:: Stated task A ::
Answer these questions from the article on Millcreek honoring Black pioneers, marking each answer (i), (ii), (iii):
(i) What name will 3205 South Street receive?
(ii) How many acres did the Chambers farm cover?
(iii) Who is the mayor of Millcreek?
:: Stated task B ::
Rewrite the part of the Millcreek article that opens with "Millcreek to honor" and closes with "and Richmond Avenue.", putting "Founders Day" in place of "Pioneer Day".
:: Stated task C ::
Please continue the article on Millcreek honoring Black pioneers from where it stops.

:: Source text ::
▬▬▬▬▬▬

Millcreek to honor Black pioneers in Pioneer Day ceremony
MILLCREEK– The city of Millcreek is kicking off Pioneer Day by honoring two Black pioneers.
In a statement, the city announced 3205 South Street will be named “Chambers Avenue,” to acknowledge the early Millcreek pioneers Samuel and Amanda Chambers. The induction of Chambers Avenue is part of a new City Center project between Highland Drive and Richmond Avenue.
The Chambers’ family had a large impact on the city of Millcreek. While many Black pioneers called the city home, many eventually moved elsewhere. However, “Samuel and Amanda grew a prosperous farm in Millcreek that covered 30 acres,” said Millcreek Mayor Jeff Silvestrini.
“For over half a century they were stalwart settlers in this area and well respected in the community,” Silvestrini said. “These pioneers are well deserving of a place of honor in the heart of our new City Center.”

▬▬▬▬▬▬

:: Data section ::
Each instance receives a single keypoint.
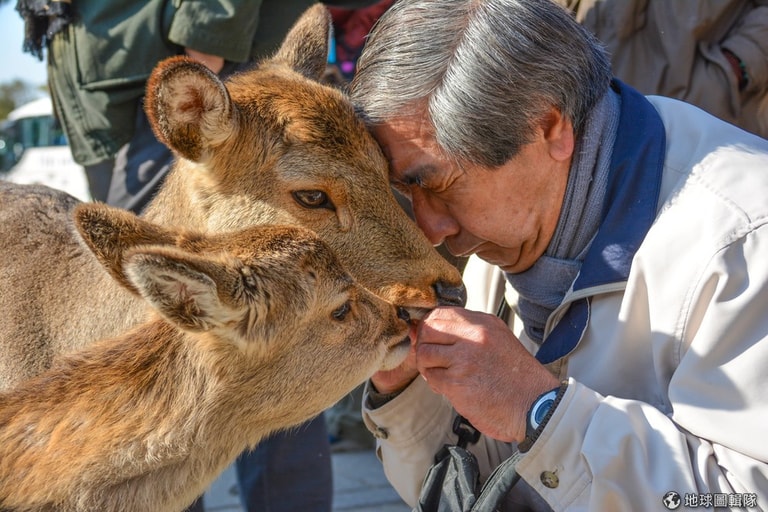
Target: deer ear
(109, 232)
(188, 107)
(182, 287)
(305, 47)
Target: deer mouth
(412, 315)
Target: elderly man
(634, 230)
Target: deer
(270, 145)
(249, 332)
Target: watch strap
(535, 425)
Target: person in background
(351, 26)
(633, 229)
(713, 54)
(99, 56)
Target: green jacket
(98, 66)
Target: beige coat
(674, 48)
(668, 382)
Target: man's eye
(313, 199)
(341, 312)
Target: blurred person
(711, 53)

▬▬▬▬▬▬

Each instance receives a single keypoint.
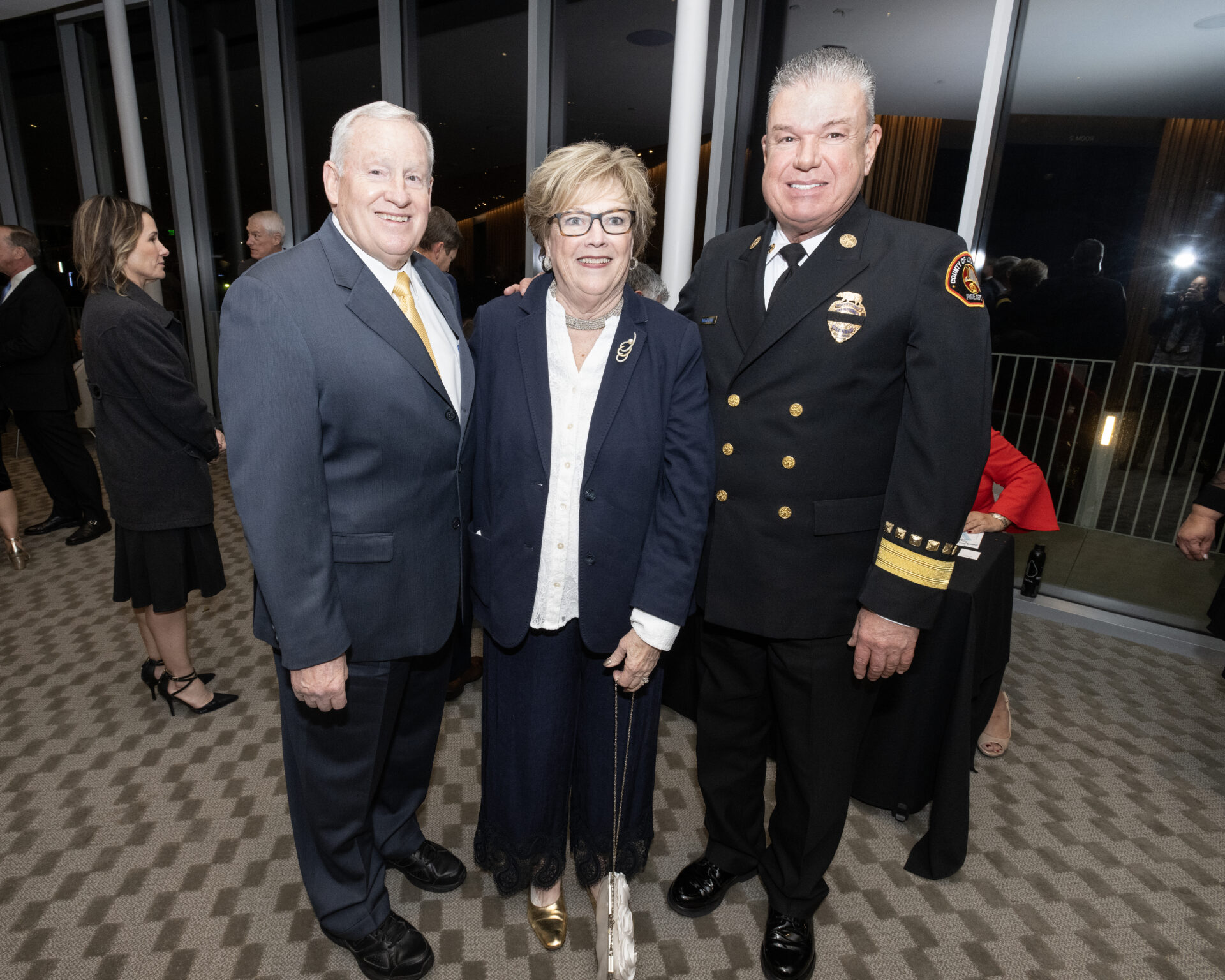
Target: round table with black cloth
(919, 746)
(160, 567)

▬▬▬▬▬▬

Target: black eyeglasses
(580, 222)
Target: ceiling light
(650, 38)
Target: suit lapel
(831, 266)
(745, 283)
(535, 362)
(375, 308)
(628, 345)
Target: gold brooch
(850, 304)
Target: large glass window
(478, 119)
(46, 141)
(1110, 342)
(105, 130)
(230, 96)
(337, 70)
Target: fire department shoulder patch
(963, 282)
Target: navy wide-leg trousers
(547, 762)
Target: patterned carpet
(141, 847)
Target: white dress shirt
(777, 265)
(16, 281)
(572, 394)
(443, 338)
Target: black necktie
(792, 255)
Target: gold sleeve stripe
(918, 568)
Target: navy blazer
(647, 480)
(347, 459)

▬▬▬▬▬▬

:: Exercise answer A ::
(i) Chambers Avenue
(ii) 30 acres
(iii) Jeff Silvestrini

:: Exercise answer B ::
Millcreek to honor Black pioneers in Founders Day ceremony
MILLCREEK– The city of Millcreek is kicking off Founders Day by honoring two Black pioneers.
In a statement, the city announced 3205 South Street will be named “Chambers Avenue,” to acknowledge the early Millcreek pioneers Samuel and Amanda Chambers. The induction of Chambers Avenue is part of a new City Center project between Highland Drive and Richmond Avenue.

:: Exercise answer C ::
Additionally, the Legacy of the Black Pioneer monument also referred to as “The Hill,” is in the city of Millcreek.
The street induction will occur on Monday, July 20 at 1o a.m. at 3205 South 1300 East. Jeanetta Williams, with Utah’s NAACP chapter, Robert Burch, Utah’s chapter of the Afro-American Historical and Genealogical Society, along with descendants of the Chambers family will speak at the ceremony.
The legacy of the Chambers’ family
Samuel and Amanda Chambers were both born into enslavement. Samuel was enslaved by the Maxfield Chambers family in Alabama. Amanda was born enslaved by David Lagronne in Mississippi.
In 1844, at the age of 13, Chambers converted to the Church of Jesus Christ of Latter-day Saint faith during the period of his enslavement. However, Samuel was prohibited from holding the Church’s priesthood due to his race.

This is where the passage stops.